▶ [Сохранённые записи]
***
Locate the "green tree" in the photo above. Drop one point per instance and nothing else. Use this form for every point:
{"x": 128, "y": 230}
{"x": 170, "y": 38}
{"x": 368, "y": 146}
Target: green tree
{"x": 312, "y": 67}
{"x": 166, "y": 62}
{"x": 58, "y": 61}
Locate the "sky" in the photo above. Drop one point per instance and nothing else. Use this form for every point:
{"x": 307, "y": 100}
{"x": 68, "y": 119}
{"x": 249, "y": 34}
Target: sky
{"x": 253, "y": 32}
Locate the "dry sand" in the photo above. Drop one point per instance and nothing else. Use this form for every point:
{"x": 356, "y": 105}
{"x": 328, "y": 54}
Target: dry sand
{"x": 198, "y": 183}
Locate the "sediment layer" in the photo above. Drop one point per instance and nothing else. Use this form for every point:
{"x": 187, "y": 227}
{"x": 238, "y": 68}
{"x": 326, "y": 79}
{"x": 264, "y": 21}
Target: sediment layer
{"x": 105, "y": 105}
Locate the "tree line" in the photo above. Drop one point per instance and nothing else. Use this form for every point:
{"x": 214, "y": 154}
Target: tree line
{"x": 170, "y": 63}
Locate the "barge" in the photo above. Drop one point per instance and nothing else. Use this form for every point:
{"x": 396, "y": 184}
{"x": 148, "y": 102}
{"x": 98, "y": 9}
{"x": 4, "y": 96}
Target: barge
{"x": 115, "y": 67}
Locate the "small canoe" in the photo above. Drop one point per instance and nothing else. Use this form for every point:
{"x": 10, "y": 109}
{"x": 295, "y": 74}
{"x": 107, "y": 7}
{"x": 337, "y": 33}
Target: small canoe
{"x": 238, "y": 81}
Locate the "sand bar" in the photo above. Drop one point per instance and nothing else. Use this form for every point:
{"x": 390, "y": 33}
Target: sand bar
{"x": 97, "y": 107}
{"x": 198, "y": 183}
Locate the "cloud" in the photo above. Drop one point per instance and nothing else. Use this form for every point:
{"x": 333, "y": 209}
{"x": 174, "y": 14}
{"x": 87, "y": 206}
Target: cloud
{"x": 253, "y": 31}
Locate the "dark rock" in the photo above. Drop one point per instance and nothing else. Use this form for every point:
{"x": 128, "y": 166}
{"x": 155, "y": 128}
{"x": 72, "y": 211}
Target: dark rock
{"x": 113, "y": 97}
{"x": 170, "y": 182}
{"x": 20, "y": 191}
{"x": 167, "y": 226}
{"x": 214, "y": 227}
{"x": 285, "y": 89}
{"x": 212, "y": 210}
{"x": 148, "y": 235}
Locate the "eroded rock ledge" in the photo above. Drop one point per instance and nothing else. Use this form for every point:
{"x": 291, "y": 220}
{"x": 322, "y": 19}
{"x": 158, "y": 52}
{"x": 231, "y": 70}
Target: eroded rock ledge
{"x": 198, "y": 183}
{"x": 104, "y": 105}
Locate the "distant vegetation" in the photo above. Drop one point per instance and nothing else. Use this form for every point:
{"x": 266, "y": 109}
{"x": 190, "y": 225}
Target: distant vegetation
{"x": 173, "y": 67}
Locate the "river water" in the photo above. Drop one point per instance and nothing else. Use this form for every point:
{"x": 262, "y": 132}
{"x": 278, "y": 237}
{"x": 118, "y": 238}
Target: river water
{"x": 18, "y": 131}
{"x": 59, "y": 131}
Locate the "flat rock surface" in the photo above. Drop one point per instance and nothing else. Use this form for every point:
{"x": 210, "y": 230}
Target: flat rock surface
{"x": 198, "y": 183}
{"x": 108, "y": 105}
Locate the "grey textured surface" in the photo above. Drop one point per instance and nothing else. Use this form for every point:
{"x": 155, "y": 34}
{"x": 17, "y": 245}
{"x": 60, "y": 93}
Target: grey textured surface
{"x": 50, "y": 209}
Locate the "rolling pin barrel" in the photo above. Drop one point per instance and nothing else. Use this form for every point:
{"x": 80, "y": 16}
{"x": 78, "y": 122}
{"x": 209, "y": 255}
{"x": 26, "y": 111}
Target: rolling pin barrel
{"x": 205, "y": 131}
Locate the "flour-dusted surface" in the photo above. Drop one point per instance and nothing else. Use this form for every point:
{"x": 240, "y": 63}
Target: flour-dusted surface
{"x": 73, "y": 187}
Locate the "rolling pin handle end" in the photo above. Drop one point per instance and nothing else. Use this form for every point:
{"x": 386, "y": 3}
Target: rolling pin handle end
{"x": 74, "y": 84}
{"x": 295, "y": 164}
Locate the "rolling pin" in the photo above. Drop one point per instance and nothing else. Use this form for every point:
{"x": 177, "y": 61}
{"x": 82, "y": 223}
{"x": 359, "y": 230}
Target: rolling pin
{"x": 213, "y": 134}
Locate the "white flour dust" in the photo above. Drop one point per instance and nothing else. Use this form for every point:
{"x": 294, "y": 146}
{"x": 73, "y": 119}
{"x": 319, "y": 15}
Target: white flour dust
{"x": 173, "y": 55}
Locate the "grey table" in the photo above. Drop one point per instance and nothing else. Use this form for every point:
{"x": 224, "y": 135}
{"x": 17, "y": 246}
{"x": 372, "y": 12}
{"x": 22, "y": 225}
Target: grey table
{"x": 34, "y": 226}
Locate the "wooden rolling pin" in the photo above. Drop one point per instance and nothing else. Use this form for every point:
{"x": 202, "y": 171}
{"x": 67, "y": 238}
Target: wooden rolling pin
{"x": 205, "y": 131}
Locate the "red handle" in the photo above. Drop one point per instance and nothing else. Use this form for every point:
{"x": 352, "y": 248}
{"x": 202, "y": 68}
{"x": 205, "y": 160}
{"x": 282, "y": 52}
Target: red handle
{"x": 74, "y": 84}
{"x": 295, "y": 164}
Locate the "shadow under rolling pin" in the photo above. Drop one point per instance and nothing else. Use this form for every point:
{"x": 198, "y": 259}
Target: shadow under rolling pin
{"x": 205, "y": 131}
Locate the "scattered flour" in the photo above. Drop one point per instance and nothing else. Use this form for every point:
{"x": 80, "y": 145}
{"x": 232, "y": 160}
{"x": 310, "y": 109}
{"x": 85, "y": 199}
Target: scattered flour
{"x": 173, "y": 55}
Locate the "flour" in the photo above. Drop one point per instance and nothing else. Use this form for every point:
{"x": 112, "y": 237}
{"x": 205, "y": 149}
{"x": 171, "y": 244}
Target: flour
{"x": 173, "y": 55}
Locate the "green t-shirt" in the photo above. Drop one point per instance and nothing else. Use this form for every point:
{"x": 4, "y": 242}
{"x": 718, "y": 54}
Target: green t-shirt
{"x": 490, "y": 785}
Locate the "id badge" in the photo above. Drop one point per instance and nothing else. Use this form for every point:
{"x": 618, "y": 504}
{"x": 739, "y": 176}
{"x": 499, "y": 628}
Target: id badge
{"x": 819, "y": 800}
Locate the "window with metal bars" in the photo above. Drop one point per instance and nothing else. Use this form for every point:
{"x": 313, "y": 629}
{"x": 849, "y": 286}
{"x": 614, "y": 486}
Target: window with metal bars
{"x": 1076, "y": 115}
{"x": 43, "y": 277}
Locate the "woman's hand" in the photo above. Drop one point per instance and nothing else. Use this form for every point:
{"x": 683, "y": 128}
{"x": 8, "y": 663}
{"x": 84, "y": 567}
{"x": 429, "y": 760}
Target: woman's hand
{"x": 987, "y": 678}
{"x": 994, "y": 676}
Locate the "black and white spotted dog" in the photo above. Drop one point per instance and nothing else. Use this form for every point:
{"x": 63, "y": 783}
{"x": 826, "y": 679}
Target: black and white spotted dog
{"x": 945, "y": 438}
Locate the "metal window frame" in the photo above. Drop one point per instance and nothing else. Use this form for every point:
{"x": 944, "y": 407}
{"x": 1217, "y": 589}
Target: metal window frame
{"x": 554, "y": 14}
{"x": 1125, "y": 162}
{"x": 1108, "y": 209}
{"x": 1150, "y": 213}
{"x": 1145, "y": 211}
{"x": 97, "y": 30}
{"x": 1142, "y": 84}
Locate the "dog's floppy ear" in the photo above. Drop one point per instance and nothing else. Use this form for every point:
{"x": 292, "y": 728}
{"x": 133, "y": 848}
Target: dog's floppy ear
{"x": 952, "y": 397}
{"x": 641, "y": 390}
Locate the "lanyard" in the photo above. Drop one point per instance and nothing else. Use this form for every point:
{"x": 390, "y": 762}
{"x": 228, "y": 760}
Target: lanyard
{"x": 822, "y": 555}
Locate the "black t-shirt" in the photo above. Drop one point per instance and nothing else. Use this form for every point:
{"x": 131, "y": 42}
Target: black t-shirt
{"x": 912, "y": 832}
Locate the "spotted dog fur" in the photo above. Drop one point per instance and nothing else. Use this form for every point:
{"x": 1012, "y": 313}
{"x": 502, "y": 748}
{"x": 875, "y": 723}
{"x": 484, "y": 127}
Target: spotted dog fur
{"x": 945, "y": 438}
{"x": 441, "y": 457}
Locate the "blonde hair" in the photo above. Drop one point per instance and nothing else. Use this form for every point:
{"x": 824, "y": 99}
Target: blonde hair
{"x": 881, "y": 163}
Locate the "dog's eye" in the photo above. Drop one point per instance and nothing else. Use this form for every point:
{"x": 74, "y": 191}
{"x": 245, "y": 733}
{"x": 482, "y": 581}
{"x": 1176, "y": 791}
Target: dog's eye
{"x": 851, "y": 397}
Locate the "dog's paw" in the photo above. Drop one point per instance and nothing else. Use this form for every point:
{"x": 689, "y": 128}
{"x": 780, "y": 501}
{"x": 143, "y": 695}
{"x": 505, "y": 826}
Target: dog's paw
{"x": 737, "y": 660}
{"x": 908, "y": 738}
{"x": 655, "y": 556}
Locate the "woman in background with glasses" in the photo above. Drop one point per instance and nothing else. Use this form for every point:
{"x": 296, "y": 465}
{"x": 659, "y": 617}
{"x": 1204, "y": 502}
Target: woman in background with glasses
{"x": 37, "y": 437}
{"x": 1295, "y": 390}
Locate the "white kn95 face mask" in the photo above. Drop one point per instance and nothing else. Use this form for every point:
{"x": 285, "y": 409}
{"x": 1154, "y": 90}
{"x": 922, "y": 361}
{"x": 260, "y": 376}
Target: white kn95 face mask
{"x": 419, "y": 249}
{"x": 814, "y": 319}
***
▶ [КРАТКОЕ ЗАДАНИЕ] Найдите выше все строки, в которых встречается слово «sediment», и перепишите каждую из них полностью.

▶ [ОТВЕТ НИЖЕ]
Locate the "sediment layer" in the photo above. Drop one point per instance and nothing else. Use this form for every point:
Target: sediment layer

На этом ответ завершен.